■ WHAT THIS TASK INVOLVES ■
Please copy out every one of the lines below word for word.
— START OF DATA PROVIDED —
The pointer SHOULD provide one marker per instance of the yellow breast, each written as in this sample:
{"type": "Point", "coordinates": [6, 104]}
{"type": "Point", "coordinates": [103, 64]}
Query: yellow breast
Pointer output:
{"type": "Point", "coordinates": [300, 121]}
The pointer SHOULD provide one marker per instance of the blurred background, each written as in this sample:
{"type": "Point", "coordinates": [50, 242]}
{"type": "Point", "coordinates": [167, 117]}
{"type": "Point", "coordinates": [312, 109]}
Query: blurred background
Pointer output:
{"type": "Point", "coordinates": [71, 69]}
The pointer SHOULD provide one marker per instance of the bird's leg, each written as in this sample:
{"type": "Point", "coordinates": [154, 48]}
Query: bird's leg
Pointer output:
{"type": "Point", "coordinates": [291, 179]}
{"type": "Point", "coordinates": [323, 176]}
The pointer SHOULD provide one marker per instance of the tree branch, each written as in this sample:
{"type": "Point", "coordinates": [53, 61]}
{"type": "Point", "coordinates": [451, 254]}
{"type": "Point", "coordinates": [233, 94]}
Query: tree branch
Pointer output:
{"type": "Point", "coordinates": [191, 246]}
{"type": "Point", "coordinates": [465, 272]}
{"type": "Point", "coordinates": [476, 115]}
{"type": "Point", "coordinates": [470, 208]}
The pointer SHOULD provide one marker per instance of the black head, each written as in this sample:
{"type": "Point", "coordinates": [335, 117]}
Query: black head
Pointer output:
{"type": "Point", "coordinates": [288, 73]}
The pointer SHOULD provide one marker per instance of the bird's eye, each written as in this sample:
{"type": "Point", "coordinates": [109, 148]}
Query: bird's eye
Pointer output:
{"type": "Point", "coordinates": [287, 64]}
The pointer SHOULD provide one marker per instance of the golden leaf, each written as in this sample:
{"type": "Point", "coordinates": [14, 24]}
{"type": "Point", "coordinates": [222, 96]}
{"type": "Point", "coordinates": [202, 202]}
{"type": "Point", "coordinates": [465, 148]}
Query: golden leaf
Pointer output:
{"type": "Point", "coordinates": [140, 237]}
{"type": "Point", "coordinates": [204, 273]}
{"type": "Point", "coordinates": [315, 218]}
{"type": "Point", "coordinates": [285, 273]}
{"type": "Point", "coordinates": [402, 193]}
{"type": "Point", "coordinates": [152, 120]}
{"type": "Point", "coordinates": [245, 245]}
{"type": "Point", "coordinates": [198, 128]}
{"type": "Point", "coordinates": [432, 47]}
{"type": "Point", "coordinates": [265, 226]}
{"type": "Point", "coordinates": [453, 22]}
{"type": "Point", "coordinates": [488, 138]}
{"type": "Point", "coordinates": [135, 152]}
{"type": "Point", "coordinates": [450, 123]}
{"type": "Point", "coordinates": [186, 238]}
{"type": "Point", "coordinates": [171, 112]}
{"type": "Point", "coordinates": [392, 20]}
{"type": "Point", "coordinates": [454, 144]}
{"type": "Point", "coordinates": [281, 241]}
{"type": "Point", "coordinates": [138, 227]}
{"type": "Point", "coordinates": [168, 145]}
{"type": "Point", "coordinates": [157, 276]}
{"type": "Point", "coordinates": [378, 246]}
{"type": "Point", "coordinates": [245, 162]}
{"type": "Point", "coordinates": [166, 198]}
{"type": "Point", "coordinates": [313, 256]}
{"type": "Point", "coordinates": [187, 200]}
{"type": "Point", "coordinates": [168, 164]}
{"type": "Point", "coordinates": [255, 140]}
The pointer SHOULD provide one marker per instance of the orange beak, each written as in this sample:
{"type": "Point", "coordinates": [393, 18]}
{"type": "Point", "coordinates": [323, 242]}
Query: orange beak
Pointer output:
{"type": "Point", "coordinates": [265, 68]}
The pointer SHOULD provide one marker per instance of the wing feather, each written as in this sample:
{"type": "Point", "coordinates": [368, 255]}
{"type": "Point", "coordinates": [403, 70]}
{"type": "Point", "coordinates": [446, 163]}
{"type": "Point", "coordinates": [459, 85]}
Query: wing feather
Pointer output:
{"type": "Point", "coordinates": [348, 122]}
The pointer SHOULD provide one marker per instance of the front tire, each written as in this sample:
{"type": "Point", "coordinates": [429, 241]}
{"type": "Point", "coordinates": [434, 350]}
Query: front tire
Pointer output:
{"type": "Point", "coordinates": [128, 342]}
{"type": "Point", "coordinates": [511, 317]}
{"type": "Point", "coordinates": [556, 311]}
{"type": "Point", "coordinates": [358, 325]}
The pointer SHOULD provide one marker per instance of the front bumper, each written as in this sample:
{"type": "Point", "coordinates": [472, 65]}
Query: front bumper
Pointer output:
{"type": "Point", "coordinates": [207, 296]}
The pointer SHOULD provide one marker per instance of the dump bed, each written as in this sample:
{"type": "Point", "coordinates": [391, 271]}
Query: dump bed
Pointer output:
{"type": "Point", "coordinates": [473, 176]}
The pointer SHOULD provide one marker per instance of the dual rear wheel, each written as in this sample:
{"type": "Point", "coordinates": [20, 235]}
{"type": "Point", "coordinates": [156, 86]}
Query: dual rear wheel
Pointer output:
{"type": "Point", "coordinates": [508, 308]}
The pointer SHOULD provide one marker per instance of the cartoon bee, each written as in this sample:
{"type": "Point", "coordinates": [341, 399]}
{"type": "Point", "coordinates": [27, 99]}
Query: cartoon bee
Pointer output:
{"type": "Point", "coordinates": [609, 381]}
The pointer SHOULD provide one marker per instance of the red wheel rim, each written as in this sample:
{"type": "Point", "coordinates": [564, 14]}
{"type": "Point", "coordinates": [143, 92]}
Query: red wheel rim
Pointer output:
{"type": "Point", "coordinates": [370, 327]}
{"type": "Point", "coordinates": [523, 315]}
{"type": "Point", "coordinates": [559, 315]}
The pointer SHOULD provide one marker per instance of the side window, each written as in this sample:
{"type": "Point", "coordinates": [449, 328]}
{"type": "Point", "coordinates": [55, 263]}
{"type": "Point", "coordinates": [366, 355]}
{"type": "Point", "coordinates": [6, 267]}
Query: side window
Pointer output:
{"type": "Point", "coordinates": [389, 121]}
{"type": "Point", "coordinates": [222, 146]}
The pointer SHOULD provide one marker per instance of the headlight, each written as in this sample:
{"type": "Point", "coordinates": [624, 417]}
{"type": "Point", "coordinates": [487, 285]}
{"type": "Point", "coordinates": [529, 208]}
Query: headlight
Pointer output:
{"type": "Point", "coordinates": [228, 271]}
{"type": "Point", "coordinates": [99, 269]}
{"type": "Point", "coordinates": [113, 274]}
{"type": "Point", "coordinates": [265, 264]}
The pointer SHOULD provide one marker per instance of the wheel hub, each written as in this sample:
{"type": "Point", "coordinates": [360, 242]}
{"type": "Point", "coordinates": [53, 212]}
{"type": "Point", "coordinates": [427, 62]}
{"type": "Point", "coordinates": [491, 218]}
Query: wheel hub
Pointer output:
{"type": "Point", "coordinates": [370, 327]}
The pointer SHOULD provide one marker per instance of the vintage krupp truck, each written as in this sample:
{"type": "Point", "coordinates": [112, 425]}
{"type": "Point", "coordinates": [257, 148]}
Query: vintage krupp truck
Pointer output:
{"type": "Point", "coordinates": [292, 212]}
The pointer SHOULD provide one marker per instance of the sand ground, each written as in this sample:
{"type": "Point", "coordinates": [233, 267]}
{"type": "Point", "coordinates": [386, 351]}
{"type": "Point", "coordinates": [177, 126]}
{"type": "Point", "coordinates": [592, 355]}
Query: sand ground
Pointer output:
— END OF DATA PROVIDED —
■ COMPLETED EXERCISE ■
The pointer SHOULD provide one marker per instance of the yellow breast, each written as in this sample:
{"type": "Point", "coordinates": [6, 104]}
{"type": "Point", "coordinates": [103, 64]}
Query: yellow breast
Pointer output:
{"type": "Point", "coordinates": [300, 121]}
The pointer SHOULD provide one marker per instance of the blurred background, each written as in this sample:
{"type": "Point", "coordinates": [50, 242]}
{"type": "Point", "coordinates": [167, 117]}
{"type": "Point", "coordinates": [312, 109]}
Query: blurred background
Pointer output:
{"type": "Point", "coordinates": [71, 69]}
The pointer SHOULD provide one marker per instance of the bird's leg, each written as in this sample:
{"type": "Point", "coordinates": [154, 48]}
Query: bird's leg
Pointer output:
{"type": "Point", "coordinates": [291, 179]}
{"type": "Point", "coordinates": [323, 176]}
The pointer SHOULD provide one marker per instance of the tree branch, each written as in this sample:
{"type": "Point", "coordinates": [53, 61]}
{"type": "Point", "coordinates": [451, 254]}
{"type": "Point", "coordinates": [233, 94]}
Query: tree branch
Pointer output:
{"type": "Point", "coordinates": [191, 246]}
{"type": "Point", "coordinates": [465, 272]}
{"type": "Point", "coordinates": [476, 115]}
{"type": "Point", "coordinates": [470, 208]}
The pointer SHOULD provide one marker per instance of the black head, each written as in this sample:
{"type": "Point", "coordinates": [335, 117]}
Query: black head
Pointer output:
{"type": "Point", "coordinates": [288, 73]}
The pointer SHOULD provide one marker per instance of the bird's eye, each written as in this sample:
{"type": "Point", "coordinates": [109, 148]}
Query: bird's eye
Pointer output:
{"type": "Point", "coordinates": [287, 64]}
The pointer SHOULD provide one marker per instance of the golden leaf, each written as in this sample:
{"type": "Point", "coordinates": [14, 24]}
{"type": "Point", "coordinates": [222, 96]}
{"type": "Point", "coordinates": [202, 202]}
{"type": "Point", "coordinates": [465, 148]}
Query: golden leaf
Pointer output:
{"type": "Point", "coordinates": [140, 237]}
{"type": "Point", "coordinates": [204, 273]}
{"type": "Point", "coordinates": [315, 218]}
{"type": "Point", "coordinates": [285, 273]}
{"type": "Point", "coordinates": [402, 193]}
{"type": "Point", "coordinates": [152, 120]}
{"type": "Point", "coordinates": [245, 245]}
{"type": "Point", "coordinates": [198, 128]}
{"type": "Point", "coordinates": [432, 47]}
{"type": "Point", "coordinates": [265, 226]}
{"type": "Point", "coordinates": [453, 22]}
{"type": "Point", "coordinates": [488, 138]}
{"type": "Point", "coordinates": [135, 152]}
{"type": "Point", "coordinates": [450, 123]}
{"type": "Point", "coordinates": [186, 238]}
{"type": "Point", "coordinates": [171, 112]}
{"type": "Point", "coordinates": [392, 20]}
{"type": "Point", "coordinates": [454, 144]}
{"type": "Point", "coordinates": [281, 241]}
{"type": "Point", "coordinates": [138, 227]}
{"type": "Point", "coordinates": [168, 145]}
{"type": "Point", "coordinates": [157, 276]}
{"type": "Point", "coordinates": [378, 246]}
{"type": "Point", "coordinates": [245, 162]}
{"type": "Point", "coordinates": [166, 198]}
{"type": "Point", "coordinates": [313, 256]}
{"type": "Point", "coordinates": [187, 200]}
{"type": "Point", "coordinates": [168, 164]}
{"type": "Point", "coordinates": [255, 140]}
The pointer SHOULD provide one marker per instance of the orange beak, each written as in this sample:
{"type": "Point", "coordinates": [393, 18]}
{"type": "Point", "coordinates": [323, 242]}
Query: orange beak
Pointer output:
{"type": "Point", "coordinates": [265, 68]}
The pointer SHOULD provide one marker per instance of the wing feather, each written as in this sample:
{"type": "Point", "coordinates": [368, 255]}
{"type": "Point", "coordinates": [403, 70]}
{"type": "Point", "coordinates": [446, 163]}
{"type": "Point", "coordinates": [459, 85]}
Query: wing feather
Pointer output:
{"type": "Point", "coordinates": [348, 122]}
The pointer SHOULD provide one marker per instance of the front tire, each written as in this sample:
{"type": "Point", "coordinates": [429, 241]}
{"type": "Point", "coordinates": [434, 350]}
Query: front tire
Pointer output:
{"type": "Point", "coordinates": [128, 342]}
{"type": "Point", "coordinates": [511, 317]}
{"type": "Point", "coordinates": [556, 311]}
{"type": "Point", "coordinates": [358, 325]}
The pointer SHOULD provide one marker per instance of the front bumper, each written as in this sample:
{"type": "Point", "coordinates": [472, 65]}
Query: front bumper
Pointer output:
{"type": "Point", "coordinates": [207, 296]}
The pointer SHOULD provide one marker per instance of the dump bed, each written as in this sample:
{"type": "Point", "coordinates": [391, 271]}
Query: dump bed
Pointer output:
{"type": "Point", "coordinates": [473, 176]}
The pointer SHOULD provide one marker per instance of the dual rear wheel, each written as in this sample:
{"type": "Point", "coordinates": [20, 235]}
{"type": "Point", "coordinates": [156, 86]}
Query: dual rear wheel
Pointer output:
{"type": "Point", "coordinates": [508, 308]}
The pointer SHOULD provide one marker per instance of the cartoon bee, each written as in this sample:
{"type": "Point", "coordinates": [341, 399]}
{"type": "Point", "coordinates": [27, 99]}
Query: cartoon bee
Pointer output:
{"type": "Point", "coordinates": [609, 381]}
The pointer SHOULD provide one marker per instance of the red wheel rim, each written as in this sample:
{"type": "Point", "coordinates": [564, 14]}
{"type": "Point", "coordinates": [143, 92]}
Query: red wheel rim
Pointer output:
{"type": "Point", "coordinates": [370, 327]}
{"type": "Point", "coordinates": [523, 315]}
{"type": "Point", "coordinates": [559, 315]}
The pointer SHOULD provide one marker per instance of the side window, each written as in this sample:
{"type": "Point", "coordinates": [449, 328]}
{"type": "Point", "coordinates": [55, 263]}
{"type": "Point", "coordinates": [366, 355]}
{"type": "Point", "coordinates": [6, 267]}
Query: side window
Pointer output:
{"type": "Point", "coordinates": [389, 121]}
{"type": "Point", "coordinates": [222, 146]}
The pointer SHOULD provide one marker per instance of the headlight, each written as in this sample:
{"type": "Point", "coordinates": [624, 417]}
{"type": "Point", "coordinates": [487, 285]}
{"type": "Point", "coordinates": [529, 208]}
Query: headlight
Pointer output:
{"type": "Point", "coordinates": [228, 271]}
{"type": "Point", "coordinates": [99, 269]}
{"type": "Point", "coordinates": [113, 274]}
{"type": "Point", "coordinates": [265, 264]}
The pointer SHOULD provide one marker per instance of the wheel hub, each written as in this sample:
{"type": "Point", "coordinates": [360, 242]}
{"type": "Point", "coordinates": [53, 212]}
{"type": "Point", "coordinates": [427, 62]}
{"type": "Point", "coordinates": [491, 218]}
Query: wheel hub
Pointer output:
{"type": "Point", "coordinates": [370, 327]}
The pointer SHOULD provide one marker per instance of the vintage krupp truck, each written as in this sample:
{"type": "Point", "coordinates": [112, 425]}
{"type": "Point", "coordinates": [257, 148]}
Query: vintage krupp truck
Pointer output:
{"type": "Point", "coordinates": [292, 212]}
The pointer SHOULD provide one marker per instance of the sand ground, each written as in this sample:
{"type": "Point", "coordinates": [233, 267]}
{"type": "Point", "coordinates": [386, 351]}
{"type": "Point", "coordinates": [177, 126]}
{"type": "Point", "coordinates": [592, 355]}
Query: sand ground
Pointer output:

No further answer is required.